[Start of Attachment]

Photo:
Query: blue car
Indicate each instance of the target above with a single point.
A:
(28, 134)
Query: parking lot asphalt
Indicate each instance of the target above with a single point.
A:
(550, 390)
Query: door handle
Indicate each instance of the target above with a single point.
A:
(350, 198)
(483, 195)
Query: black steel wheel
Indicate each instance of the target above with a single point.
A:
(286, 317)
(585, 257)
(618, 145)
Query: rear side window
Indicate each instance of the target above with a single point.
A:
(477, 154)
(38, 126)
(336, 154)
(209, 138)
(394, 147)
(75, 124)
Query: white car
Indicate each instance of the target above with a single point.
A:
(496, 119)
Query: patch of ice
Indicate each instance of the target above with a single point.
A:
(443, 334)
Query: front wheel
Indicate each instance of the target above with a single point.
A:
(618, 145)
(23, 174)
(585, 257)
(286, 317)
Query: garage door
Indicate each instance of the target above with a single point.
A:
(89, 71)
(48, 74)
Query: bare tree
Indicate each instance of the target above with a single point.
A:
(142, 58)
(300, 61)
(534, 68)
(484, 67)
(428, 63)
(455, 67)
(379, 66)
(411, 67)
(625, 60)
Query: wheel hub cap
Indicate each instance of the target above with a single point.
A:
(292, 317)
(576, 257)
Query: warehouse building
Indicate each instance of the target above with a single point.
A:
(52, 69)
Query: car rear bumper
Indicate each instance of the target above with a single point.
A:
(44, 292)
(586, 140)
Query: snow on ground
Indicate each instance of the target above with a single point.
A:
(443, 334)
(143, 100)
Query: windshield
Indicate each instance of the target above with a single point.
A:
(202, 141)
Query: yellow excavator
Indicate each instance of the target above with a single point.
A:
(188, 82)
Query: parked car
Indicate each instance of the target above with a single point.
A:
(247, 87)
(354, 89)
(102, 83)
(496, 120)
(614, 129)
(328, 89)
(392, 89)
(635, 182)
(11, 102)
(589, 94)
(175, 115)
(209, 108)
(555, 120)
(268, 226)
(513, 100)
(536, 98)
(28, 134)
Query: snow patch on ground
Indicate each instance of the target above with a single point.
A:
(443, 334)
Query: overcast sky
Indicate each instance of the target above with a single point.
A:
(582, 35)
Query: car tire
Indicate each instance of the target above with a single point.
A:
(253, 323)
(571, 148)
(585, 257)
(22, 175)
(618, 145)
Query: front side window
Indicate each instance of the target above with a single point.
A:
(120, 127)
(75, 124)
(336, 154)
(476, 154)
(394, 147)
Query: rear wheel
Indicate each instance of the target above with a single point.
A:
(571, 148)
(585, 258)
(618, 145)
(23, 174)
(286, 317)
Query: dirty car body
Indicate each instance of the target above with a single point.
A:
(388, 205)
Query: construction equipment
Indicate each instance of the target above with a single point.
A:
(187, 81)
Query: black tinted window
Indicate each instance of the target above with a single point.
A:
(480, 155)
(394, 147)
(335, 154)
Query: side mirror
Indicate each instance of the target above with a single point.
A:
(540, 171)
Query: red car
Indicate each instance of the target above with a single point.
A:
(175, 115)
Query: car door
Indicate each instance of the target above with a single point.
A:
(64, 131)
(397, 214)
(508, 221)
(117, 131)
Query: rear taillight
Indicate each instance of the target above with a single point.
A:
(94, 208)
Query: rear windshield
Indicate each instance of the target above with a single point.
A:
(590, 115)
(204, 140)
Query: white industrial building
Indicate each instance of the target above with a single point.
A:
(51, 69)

[End of Attachment]

Every line that contains the string "ground" should be returned from the data.

Query: snow on ground
Query: snow patch on ground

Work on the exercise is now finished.